## Exercise directions
Print the records below exactly, omitting all pictures.

-*-*-

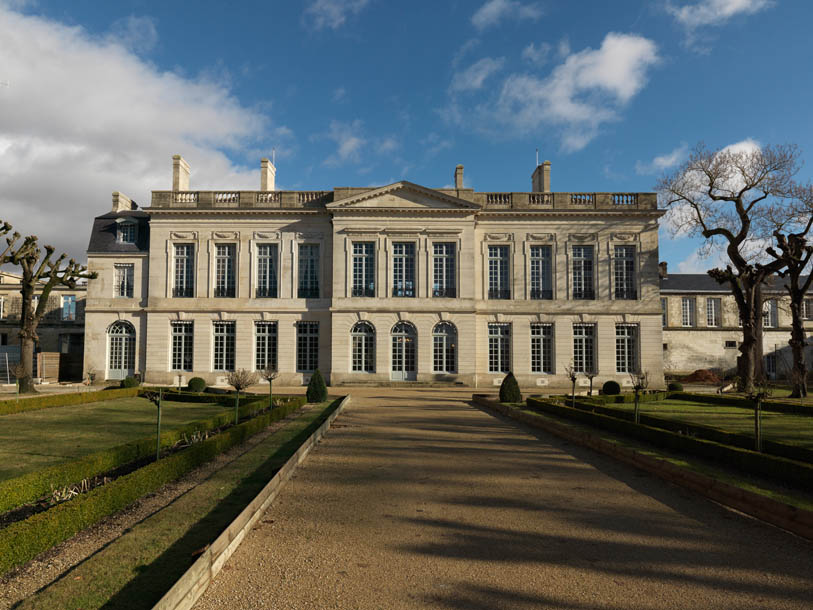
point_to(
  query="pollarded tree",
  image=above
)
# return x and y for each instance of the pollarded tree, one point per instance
(730, 197)
(40, 274)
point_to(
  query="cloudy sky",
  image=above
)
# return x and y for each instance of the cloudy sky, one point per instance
(96, 96)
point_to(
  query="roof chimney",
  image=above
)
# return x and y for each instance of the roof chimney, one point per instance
(180, 174)
(122, 203)
(540, 180)
(458, 177)
(268, 174)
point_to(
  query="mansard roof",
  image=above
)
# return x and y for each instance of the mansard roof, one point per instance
(403, 195)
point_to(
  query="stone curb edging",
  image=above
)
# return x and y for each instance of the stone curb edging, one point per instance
(189, 587)
(796, 520)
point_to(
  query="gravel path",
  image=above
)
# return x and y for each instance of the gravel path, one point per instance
(417, 500)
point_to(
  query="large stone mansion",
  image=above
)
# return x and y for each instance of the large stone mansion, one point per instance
(376, 284)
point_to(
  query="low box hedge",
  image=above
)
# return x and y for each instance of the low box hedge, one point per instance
(33, 403)
(777, 468)
(33, 485)
(24, 540)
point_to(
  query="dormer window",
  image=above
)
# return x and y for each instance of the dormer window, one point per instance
(127, 232)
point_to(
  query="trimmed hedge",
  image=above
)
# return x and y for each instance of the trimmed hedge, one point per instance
(751, 462)
(24, 540)
(33, 485)
(8, 407)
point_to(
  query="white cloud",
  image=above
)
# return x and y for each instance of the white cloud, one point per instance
(536, 55)
(473, 77)
(349, 142)
(495, 11)
(333, 13)
(714, 12)
(582, 93)
(83, 116)
(663, 162)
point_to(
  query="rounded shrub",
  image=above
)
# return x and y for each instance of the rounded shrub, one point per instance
(509, 389)
(130, 382)
(196, 384)
(317, 390)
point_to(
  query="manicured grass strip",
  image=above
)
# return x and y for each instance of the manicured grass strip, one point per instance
(29, 487)
(137, 569)
(779, 469)
(34, 403)
(24, 540)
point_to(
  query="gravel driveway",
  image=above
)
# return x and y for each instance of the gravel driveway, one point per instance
(418, 500)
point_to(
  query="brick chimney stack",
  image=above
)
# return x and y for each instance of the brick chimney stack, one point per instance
(268, 175)
(458, 177)
(540, 180)
(180, 173)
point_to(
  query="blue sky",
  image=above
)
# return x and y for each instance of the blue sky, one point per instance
(97, 96)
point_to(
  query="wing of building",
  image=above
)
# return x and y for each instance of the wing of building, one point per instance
(376, 284)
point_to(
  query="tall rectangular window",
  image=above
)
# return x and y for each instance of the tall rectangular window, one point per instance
(69, 307)
(123, 280)
(626, 348)
(688, 311)
(184, 271)
(403, 269)
(583, 258)
(499, 348)
(499, 279)
(265, 344)
(541, 272)
(267, 271)
(363, 269)
(584, 346)
(308, 271)
(542, 348)
(624, 273)
(307, 346)
(713, 311)
(770, 314)
(225, 271)
(182, 345)
(224, 333)
(443, 269)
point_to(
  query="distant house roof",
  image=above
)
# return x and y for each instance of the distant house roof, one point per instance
(104, 235)
(702, 282)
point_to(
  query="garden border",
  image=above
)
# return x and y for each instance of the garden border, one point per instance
(186, 591)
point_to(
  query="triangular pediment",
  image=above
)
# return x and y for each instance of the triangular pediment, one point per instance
(403, 196)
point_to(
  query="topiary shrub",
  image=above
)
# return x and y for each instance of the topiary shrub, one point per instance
(130, 382)
(196, 384)
(317, 390)
(509, 389)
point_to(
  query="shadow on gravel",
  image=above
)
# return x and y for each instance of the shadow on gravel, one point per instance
(154, 580)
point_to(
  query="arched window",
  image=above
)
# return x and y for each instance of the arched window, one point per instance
(404, 341)
(362, 336)
(444, 340)
(121, 350)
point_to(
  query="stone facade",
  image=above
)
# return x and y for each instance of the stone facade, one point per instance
(390, 276)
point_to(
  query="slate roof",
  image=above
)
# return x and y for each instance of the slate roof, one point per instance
(103, 235)
(702, 282)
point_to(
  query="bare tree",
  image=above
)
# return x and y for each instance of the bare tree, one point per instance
(730, 197)
(39, 274)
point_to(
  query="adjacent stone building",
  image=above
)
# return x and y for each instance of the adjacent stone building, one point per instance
(701, 327)
(376, 284)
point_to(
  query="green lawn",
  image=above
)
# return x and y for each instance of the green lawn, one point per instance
(780, 427)
(36, 439)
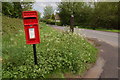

-*-*-

## Problem solution
point_to(
  query="pollarded tree",
  image=above
)
# return x and y for each instance of the pollarded tree, one point per instance
(730, 197)
(40, 274)
point_to(
  query="cloudy sky",
  image=above
)
# return x and y for each instance of the cloudy sky, one point per instance
(96, 96)
point_to(
  query="roof chimney",
  image=above
)
# return x and y for each instance of the roof chimney, one point per instance
(180, 174)
(122, 203)
(540, 180)
(458, 177)
(268, 174)
point_to(
  query="mansard roof",
  image=above
)
# return x and y for each instance of the mansard roof, one point per instance
(403, 195)
point_to(
  query="stone curb edging",
  image=above
)
# return x and y for each instance of the stone curb edging, one point per instance
(189, 587)
(796, 520)
point_to(
  query="gravel path",
  image=above
)
# return x and y for each instance of the gravel path, one point per instance
(417, 500)
point_to(
  query="large stone mansion",
  image=above
)
# return x and y for each instance of the large stone mansion, one point per instance
(376, 284)
point_to(
  query="low box hedge",
  image=above
)
# return x and y for each instance of the low box hedge, one point per instance
(33, 403)
(777, 468)
(33, 485)
(24, 540)
point_to(
  query="dormer window",
  image=above
)
# return x and y for each instance of the dormer window, one point per instance
(127, 232)
point_to(
  query="trimmed hedge",
  image=above
)
# return x and y for each instance of the trimmed hedge, one point per instance
(751, 462)
(24, 540)
(33, 485)
(8, 407)
point_to(
  query="white cloud",
  image=above
)
# return x and y for each instance of the white cloud, one point per instance
(536, 55)
(473, 77)
(349, 142)
(495, 11)
(333, 13)
(714, 12)
(582, 93)
(83, 116)
(663, 162)
point_to(
  query="rounded shrub",
  image=above
)
# return x and y for each instance of the rounded shrub, one point per instance
(509, 389)
(130, 382)
(196, 384)
(317, 390)
point_to(
  query="manicured grass strip",
  image=above
)
# return x and y for each instance of the manicured grass strip, one point per instance
(29, 487)
(137, 569)
(779, 469)
(34, 403)
(24, 540)
point_to(
  query="gravel driveway",
  image=above
)
# return x and y for each instance of the gravel driveway, one point per instance
(418, 500)
point_to(
  query="brick chimney stack",
  image=above
)
# return x and y for each instance of the brick chimney stack, one point per instance
(268, 175)
(458, 177)
(540, 180)
(180, 173)
point_to(
  query="blue sky",
  image=above
)
# return x and y for each instance of the blue sky, one point per instance
(97, 96)
point_to(
  query="wing of building",
  image=above
)
# return x and y for each instance of the wing of building, one point per instance
(376, 284)
point_to(
  query="tall rectangular window",
  image=above
)
# return x and y for each instance of the tall rectangular window, one point per instance
(69, 307)
(123, 280)
(626, 348)
(688, 311)
(184, 271)
(403, 269)
(583, 258)
(499, 348)
(499, 279)
(265, 344)
(541, 272)
(267, 271)
(363, 269)
(584, 346)
(308, 271)
(542, 348)
(624, 273)
(307, 346)
(713, 311)
(770, 314)
(225, 271)
(182, 345)
(224, 333)
(443, 269)
point_to(
  query="distant house roof",
  image=above
)
# return x and y for each instance of the distant house roof, one point per instance
(104, 235)
(702, 282)
point_to(
  query="garden border",
  image=above
)
# return x and y for each instance of the garden border, one point per instance
(186, 591)
point_to(
  query="triangular pediment",
  image=above
)
# return x and y for each instance of the triangular pediment, one point per instance
(403, 196)
point_to(
  query="topiary shrub",
  image=above
)
# return x and y for each instance of the topiary shrub, one point per instance
(130, 382)
(196, 384)
(317, 390)
(509, 389)
point_to(
  query="shadow on gravel",
  image=above
)
# return x and y for each instance of the shadow on gravel, one point per instance
(154, 580)
point_to(
  query="arched window",
  image=above
)
# return x and y for each instance of the arched window, one point per instance
(404, 341)
(362, 336)
(444, 340)
(121, 350)
point_to(
  query="stone facade",
  image=above
)
# return x and y for each instance of the stone facade, one point per instance
(390, 276)
point_to(
  query="slate roof",
  image=above
)
# return x and y for each instance of the slate roof, one point per instance
(103, 235)
(702, 282)
point_to(
  query="bare tree",
  image=above
)
# return x and y for each instance of the bare tree, one point per instance
(730, 197)
(39, 274)
point_to(
  query="adjacent stone building",
  image=above
)
# return x and y for each instance of the adjacent stone building, one point per instance
(701, 327)
(376, 284)
point_to(
  query="green lawn",
  image=above
)
# return x and y for each instance of the green lawn, one point per instance
(780, 427)
(36, 439)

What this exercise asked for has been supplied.